▸ **Directions**
Pick out each line in the records below that contains the string "hand". Case counts, so match capitalization exactly.

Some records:
※
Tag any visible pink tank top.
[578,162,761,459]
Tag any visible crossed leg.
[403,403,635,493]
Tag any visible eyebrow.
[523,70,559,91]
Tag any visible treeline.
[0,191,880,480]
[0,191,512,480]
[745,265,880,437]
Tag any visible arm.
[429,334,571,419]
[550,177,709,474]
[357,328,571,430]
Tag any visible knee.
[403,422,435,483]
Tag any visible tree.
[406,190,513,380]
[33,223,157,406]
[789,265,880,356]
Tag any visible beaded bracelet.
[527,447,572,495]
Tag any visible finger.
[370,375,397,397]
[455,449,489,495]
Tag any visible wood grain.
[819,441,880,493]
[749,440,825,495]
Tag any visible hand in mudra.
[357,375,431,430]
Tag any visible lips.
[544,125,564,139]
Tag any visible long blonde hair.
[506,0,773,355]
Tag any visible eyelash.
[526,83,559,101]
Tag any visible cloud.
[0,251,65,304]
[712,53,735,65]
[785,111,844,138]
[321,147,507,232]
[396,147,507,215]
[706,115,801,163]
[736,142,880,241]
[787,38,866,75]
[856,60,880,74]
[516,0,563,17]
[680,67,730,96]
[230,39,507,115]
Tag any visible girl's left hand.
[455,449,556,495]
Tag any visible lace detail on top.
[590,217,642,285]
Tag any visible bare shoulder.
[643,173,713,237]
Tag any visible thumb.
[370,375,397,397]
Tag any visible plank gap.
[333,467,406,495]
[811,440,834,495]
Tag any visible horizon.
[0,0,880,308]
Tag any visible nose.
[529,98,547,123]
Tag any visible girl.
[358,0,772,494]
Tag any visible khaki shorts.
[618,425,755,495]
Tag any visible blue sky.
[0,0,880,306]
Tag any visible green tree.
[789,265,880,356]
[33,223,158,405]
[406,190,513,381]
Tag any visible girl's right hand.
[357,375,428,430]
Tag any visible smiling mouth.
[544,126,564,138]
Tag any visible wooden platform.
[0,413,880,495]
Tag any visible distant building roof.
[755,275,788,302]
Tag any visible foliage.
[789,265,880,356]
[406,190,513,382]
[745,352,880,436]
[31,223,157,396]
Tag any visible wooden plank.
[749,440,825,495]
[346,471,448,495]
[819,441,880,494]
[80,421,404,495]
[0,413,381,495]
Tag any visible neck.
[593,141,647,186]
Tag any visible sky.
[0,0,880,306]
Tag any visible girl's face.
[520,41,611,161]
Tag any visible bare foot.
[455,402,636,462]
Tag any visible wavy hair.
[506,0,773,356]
※
▸ **Reply to the exercise**
Tag any visible hand in mudra.
Tag any visible girl's left hand.
Tag any visible girl's right hand.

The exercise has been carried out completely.